## Text section
________________
BMW has issued an urgent “Do Not Drive” warning for owners of roughly 90,000 vehicles built between 2000 and 2006.
West Africa Automotives
The affected vehicles are outfitted with defective Takata airbags, which have a high likelihood of failure in the event of a crash. The recall affects the 2000-2006 3Series E46, the 2000-2003 5 Series E39, and the 2000-2004 X5 E53. It includes both the M3 and the M5.
All of these older models are equipped with a driver-side airbag inflator made by Takata that can send shrapnel flying into the cabin — in the direction of the front passengers — if triggered.
BMW notes it has warned owners about the problem several times since 2016, and it adds that the problem becomes increasingly serious as the part ages.
“The risk of serious injury or death increases,” it wrote in a statement.
“Owners of affected BMWs that have not had their vehicles inspected and repaired should not consider them safe to drive,” it added.
“Customers must park these vehicles immediately and take a few moments to check if their vehicle is safe for them and their family members to drive,” said Claus Eberhart BMW of North America’s vice president of aftersales.
“Repairing these vehicles is quick, easy to arrange, and is completely free of charge.”
If you’re not sure if your older BMW’s airbag inflator has been replaced, you can visit BMW’s dedicated recall site, the National Highway Traffic Safety Administration’s site, call the brand’s customer relations line at 1-866-835-8615 or get in touch with a dealership.
The Takata airbag recalls fiasco dates back to 2013 when automakers confirmed they were aware of problems related to those airbags. At the time, 13 deaths and 100 injuries had been recorded in Honda vehicles.
Takata, which filed for bankruptcy in 2017 and paid a $1 billion penalty in the US alone as a direct result of the largest recall in automotive history, admitted it had mishandled the manufacture of explosive propellants and improperly stored chemicals used in airbags.
________________
## Task instructions
Quote the BMW recall article from "Takata, which filed" to "used in airbags.".

## Source data
________________
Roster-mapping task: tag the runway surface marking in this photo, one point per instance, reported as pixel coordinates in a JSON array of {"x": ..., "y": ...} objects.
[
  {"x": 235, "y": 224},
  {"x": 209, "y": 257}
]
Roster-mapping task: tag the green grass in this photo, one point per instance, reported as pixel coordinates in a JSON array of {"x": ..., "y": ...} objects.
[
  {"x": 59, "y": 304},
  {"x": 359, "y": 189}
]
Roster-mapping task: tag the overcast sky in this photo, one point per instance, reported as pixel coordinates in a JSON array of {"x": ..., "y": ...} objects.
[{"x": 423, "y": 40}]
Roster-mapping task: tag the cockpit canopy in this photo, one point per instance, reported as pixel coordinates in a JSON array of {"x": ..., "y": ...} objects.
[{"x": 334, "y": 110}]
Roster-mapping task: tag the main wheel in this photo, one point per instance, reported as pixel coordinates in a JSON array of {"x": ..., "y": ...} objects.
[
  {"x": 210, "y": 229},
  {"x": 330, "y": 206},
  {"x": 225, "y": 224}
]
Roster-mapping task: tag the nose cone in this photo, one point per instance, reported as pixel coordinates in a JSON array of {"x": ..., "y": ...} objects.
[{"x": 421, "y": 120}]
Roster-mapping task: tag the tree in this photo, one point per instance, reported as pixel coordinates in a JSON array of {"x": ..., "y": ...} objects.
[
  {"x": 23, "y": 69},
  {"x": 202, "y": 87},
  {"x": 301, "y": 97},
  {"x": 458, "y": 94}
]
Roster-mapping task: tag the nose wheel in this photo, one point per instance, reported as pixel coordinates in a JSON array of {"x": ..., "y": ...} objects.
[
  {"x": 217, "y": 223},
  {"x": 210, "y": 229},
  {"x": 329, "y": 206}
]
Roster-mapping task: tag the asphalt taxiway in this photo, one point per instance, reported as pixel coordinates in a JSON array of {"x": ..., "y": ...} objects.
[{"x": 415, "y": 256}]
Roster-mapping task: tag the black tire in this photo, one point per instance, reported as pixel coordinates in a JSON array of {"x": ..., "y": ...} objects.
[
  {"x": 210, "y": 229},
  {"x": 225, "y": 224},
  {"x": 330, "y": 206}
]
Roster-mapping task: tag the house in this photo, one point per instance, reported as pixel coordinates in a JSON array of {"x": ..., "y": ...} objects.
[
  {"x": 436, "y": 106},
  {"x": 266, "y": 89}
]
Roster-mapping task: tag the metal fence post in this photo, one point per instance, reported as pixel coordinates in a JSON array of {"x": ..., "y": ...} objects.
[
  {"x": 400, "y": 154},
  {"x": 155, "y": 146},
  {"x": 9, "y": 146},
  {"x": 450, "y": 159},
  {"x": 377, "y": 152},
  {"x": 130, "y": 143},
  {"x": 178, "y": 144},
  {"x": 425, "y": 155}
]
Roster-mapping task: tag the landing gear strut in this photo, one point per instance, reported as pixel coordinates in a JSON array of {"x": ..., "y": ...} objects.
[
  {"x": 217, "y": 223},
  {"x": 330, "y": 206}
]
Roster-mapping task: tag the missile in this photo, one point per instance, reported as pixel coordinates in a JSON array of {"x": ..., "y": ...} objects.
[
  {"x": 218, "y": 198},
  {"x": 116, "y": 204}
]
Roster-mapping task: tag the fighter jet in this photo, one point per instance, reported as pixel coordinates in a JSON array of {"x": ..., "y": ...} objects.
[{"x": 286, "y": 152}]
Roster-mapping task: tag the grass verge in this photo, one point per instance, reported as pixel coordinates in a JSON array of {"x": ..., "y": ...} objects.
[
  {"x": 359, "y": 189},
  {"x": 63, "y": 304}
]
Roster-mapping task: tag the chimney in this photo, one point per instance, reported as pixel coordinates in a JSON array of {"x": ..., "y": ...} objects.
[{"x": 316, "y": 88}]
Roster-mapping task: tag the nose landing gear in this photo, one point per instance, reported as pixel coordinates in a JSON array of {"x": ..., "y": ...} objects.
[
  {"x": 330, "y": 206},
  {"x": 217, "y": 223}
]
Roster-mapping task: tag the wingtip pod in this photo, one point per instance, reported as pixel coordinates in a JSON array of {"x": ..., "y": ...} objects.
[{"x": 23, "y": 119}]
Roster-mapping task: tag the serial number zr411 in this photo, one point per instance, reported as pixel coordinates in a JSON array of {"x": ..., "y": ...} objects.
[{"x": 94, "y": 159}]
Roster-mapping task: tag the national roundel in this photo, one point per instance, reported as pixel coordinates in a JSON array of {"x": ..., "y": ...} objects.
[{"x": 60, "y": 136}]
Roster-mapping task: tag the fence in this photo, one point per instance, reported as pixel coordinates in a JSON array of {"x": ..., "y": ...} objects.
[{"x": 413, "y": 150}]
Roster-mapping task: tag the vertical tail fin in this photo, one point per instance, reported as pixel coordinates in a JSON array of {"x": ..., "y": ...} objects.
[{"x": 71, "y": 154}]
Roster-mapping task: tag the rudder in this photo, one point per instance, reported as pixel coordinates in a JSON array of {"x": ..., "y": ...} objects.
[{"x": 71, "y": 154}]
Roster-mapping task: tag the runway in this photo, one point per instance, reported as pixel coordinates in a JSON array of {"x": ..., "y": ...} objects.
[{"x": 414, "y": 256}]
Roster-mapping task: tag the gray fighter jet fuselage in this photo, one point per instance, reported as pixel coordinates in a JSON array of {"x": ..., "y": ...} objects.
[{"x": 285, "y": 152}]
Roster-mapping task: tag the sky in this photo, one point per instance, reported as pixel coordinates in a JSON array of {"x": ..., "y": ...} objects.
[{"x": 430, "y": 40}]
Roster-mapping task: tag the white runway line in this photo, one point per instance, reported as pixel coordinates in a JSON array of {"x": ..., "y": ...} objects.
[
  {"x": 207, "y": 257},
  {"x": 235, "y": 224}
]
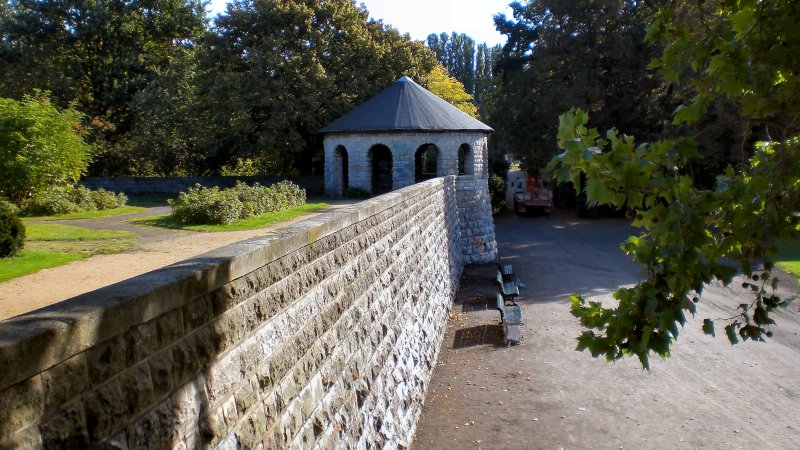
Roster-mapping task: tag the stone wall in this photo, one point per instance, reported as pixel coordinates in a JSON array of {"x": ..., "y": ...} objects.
[
  {"x": 314, "y": 185},
  {"x": 477, "y": 224},
  {"x": 403, "y": 147},
  {"x": 321, "y": 334}
]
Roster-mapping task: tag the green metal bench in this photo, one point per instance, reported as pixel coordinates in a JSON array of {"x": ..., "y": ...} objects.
[
  {"x": 505, "y": 269},
  {"x": 511, "y": 315}
]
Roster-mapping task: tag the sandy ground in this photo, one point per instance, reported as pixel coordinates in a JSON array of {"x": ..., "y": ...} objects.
[
  {"x": 156, "y": 247},
  {"x": 544, "y": 394}
]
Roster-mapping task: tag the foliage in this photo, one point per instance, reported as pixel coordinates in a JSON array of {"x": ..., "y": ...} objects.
[
  {"x": 472, "y": 66},
  {"x": 68, "y": 199},
  {"x": 97, "y": 53},
  {"x": 273, "y": 73},
  {"x": 40, "y": 147},
  {"x": 789, "y": 257},
  {"x": 12, "y": 232},
  {"x": 357, "y": 193},
  {"x": 564, "y": 53},
  {"x": 201, "y": 205},
  {"x": 449, "y": 89},
  {"x": 738, "y": 52},
  {"x": 250, "y": 223},
  {"x": 456, "y": 52}
]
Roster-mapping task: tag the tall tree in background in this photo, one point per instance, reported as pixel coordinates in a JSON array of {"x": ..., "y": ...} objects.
[
  {"x": 486, "y": 81},
  {"x": 274, "y": 72},
  {"x": 456, "y": 53},
  {"x": 98, "y": 53},
  {"x": 564, "y": 53},
  {"x": 472, "y": 66}
]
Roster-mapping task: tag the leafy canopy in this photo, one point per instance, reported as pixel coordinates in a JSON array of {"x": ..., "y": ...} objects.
[
  {"x": 742, "y": 52},
  {"x": 564, "y": 53},
  {"x": 40, "y": 146}
]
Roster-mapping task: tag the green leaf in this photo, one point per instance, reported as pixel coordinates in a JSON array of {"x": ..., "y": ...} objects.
[
  {"x": 708, "y": 327},
  {"x": 597, "y": 193},
  {"x": 730, "y": 331}
]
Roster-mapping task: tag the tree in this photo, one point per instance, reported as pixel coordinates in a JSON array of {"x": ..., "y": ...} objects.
[
  {"x": 457, "y": 54},
  {"x": 745, "y": 53},
  {"x": 563, "y": 53},
  {"x": 448, "y": 88},
  {"x": 40, "y": 146},
  {"x": 98, "y": 53},
  {"x": 274, "y": 72}
]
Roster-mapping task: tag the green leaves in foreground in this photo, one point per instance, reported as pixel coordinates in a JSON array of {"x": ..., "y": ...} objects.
[{"x": 689, "y": 236}]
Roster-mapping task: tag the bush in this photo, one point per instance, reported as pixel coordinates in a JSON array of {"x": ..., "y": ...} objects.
[
  {"x": 40, "y": 146},
  {"x": 201, "y": 205},
  {"x": 12, "y": 231},
  {"x": 357, "y": 193},
  {"x": 69, "y": 199}
]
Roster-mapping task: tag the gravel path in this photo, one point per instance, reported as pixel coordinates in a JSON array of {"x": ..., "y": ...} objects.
[
  {"x": 156, "y": 248},
  {"x": 544, "y": 394}
]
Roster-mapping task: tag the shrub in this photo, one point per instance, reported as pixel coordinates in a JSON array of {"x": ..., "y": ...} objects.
[
  {"x": 39, "y": 146},
  {"x": 357, "y": 193},
  {"x": 104, "y": 199},
  {"x": 69, "y": 199},
  {"x": 201, "y": 205},
  {"x": 12, "y": 231}
]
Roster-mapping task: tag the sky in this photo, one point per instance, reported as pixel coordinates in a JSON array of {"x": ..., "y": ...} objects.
[{"x": 419, "y": 18}]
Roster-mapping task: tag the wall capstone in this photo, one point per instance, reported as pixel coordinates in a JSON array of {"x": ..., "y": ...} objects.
[{"x": 321, "y": 334}]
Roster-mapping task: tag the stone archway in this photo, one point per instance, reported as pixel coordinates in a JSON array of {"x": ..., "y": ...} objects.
[
  {"x": 380, "y": 157},
  {"x": 466, "y": 160},
  {"x": 342, "y": 169},
  {"x": 426, "y": 162}
]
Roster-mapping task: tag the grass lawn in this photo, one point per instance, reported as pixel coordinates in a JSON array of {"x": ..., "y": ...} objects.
[
  {"x": 51, "y": 244},
  {"x": 789, "y": 257},
  {"x": 91, "y": 214},
  {"x": 30, "y": 261},
  {"x": 248, "y": 224}
]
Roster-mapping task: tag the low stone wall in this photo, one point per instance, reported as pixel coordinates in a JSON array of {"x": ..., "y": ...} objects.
[
  {"x": 477, "y": 224},
  {"x": 323, "y": 333},
  {"x": 314, "y": 185}
]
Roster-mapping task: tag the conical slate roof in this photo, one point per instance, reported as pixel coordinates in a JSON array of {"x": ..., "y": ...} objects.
[{"x": 405, "y": 106}]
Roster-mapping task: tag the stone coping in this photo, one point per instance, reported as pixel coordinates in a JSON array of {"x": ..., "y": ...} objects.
[{"x": 35, "y": 341}]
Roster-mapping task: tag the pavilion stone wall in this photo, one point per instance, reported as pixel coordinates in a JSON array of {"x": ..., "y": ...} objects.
[
  {"x": 322, "y": 334},
  {"x": 403, "y": 147},
  {"x": 474, "y": 203}
]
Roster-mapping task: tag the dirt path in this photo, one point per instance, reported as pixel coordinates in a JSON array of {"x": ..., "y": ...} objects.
[
  {"x": 156, "y": 248},
  {"x": 543, "y": 394}
]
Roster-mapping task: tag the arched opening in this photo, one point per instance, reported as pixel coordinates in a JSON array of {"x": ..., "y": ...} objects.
[
  {"x": 381, "y": 159},
  {"x": 342, "y": 164},
  {"x": 425, "y": 162},
  {"x": 465, "y": 160}
]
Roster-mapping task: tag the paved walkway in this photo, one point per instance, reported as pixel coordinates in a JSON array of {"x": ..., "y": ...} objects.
[
  {"x": 543, "y": 394},
  {"x": 155, "y": 248}
]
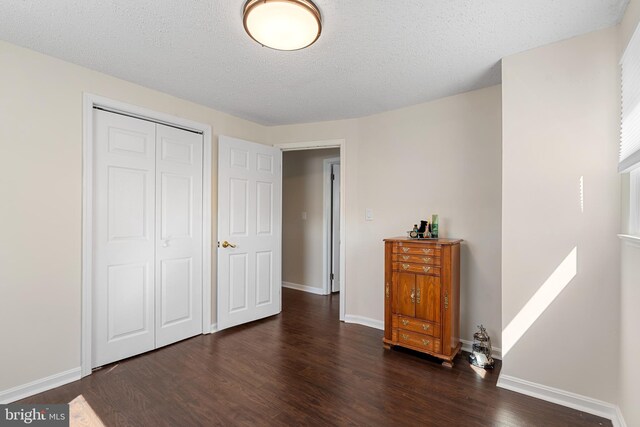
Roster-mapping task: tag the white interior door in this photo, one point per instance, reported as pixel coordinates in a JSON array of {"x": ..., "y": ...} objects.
[
  {"x": 250, "y": 219},
  {"x": 124, "y": 237},
  {"x": 335, "y": 228},
  {"x": 148, "y": 254},
  {"x": 178, "y": 235}
]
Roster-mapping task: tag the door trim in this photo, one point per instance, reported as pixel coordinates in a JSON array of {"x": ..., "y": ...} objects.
[
  {"x": 90, "y": 101},
  {"x": 342, "y": 145},
  {"x": 326, "y": 223}
]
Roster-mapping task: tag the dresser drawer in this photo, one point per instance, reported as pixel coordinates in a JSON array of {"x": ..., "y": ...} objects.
[
  {"x": 417, "y": 325},
  {"x": 419, "y": 341},
  {"x": 408, "y": 249},
  {"x": 416, "y": 268},
  {"x": 416, "y": 259}
]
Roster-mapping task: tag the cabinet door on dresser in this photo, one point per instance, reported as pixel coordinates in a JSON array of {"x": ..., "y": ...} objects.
[
  {"x": 428, "y": 298},
  {"x": 406, "y": 292}
]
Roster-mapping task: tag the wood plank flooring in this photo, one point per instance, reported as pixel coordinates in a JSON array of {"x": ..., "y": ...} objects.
[{"x": 302, "y": 367}]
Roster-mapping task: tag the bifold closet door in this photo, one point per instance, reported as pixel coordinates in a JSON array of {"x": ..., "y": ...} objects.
[
  {"x": 178, "y": 235},
  {"x": 124, "y": 229},
  {"x": 147, "y": 249}
]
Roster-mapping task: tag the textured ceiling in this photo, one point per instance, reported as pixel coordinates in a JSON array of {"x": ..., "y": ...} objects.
[{"x": 373, "y": 55}]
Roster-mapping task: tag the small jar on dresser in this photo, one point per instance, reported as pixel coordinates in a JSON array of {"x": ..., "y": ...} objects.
[{"x": 422, "y": 296}]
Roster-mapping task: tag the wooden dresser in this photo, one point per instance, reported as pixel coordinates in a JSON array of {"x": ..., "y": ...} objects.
[{"x": 422, "y": 296}]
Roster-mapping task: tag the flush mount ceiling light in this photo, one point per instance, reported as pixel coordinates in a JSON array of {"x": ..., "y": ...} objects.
[{"x": 282, "y": 24}]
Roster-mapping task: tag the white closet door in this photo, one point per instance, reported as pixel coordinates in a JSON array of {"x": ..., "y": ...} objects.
[
  {"x": 124, "y": 229},
  {"x": 178, "y": 235}
]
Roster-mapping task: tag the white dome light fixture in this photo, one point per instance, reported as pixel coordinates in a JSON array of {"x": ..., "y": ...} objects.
[{"x": 282, "y": 24}]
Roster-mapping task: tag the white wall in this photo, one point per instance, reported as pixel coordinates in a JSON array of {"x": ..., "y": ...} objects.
[
  {"x": 439, "y": 157},
  {"x": 629, "y": 334},
  {"x": 302, "y": 239},
  {"x": 41, "y": 192},
  {"x": 560, "y": 122}
]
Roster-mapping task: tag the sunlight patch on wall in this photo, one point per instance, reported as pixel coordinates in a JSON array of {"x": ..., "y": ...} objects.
[
  {"x": 582, "y": 194},
  {"x": 539, "y": 302}
]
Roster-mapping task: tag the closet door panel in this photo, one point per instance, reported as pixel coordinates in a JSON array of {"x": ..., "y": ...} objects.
[
  {"x": 178, "y": 235},
  {"x": 123, "y": 255}
]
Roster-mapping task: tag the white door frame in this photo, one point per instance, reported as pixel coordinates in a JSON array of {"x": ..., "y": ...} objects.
[
  {"x": 342, "y": 144},
  {"x": 90, "y": 101},
  {"x": 327, "y": 232}
]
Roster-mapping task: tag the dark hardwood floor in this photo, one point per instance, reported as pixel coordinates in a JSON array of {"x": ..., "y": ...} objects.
[{"x": 302, "y": 367}]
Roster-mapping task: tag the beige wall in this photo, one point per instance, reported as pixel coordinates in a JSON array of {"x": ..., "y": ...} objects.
[
  {"x": 41, "y": 190},
  {"x": 302, "y": 239},
  {"x": 440, "y": 157},
  {"x": 560, "y": 122}
]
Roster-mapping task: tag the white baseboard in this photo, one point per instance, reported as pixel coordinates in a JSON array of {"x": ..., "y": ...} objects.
[
  {"x": 38, "y": 386},
  {"x": 304, "y": 288},
  {"x": 496, "y": 352},
  {"x": 620, "y": 420},
  {"x": 564, "y": 398},
  {"x": 365, "y": 321}
]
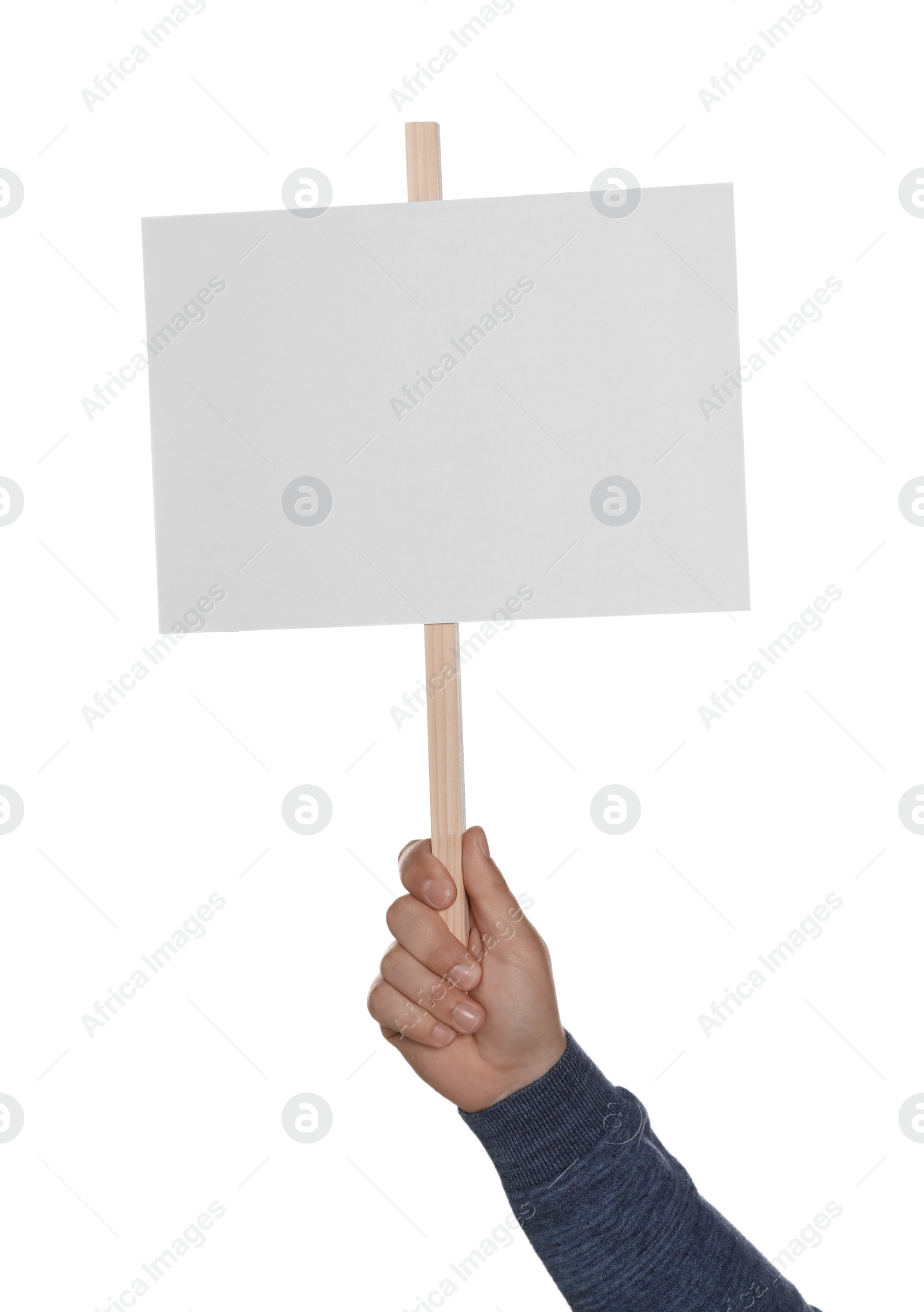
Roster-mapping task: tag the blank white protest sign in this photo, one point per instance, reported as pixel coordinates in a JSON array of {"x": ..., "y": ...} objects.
[{"x": 400, "y": 413}]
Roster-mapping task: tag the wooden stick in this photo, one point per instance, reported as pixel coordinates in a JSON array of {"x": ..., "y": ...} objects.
[{"x": 441, "y": 642}]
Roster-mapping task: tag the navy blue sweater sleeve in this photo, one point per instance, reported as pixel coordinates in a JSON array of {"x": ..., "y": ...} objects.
[{"x": 616, "y": 1219}]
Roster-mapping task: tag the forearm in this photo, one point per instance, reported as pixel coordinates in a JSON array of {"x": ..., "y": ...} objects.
[{"x": 616, "y": 1221}]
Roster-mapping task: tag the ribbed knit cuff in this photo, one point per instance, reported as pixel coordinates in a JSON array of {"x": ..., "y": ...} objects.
[{"x": 537, "y": 1132}]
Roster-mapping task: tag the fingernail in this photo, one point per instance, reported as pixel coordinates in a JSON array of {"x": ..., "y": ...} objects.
[
  {"x": 465, "y": 1016},
  {"x": 464, "y": 976},
  {"x": 437, "y": 893}
]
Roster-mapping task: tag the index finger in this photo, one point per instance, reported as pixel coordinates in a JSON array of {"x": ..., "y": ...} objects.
[{"x": 424, "y": 875}]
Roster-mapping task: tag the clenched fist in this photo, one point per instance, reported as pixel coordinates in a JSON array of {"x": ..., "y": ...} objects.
[{"x": 477, "y": 1024}]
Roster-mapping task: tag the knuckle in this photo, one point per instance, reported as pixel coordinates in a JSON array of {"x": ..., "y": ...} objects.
[{"x": 390, "y": 961}]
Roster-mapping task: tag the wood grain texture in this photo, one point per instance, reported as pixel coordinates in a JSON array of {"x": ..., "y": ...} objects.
[
  {"x": 444, "y": 732},
  {"x": 424, "y": 170},
  {"x": 441, "y": 642}
]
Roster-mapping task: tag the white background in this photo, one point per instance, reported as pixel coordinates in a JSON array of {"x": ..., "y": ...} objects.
________________
## Reply to the task
Takata, which filed for bankruptcy in 2017 and paid a $1 billion penalty in the US alone as a direct result of the largest recall in automotive history, admitted it had mishandled the manufacture of explosive propellants and improperly stored chemicals used in airbags.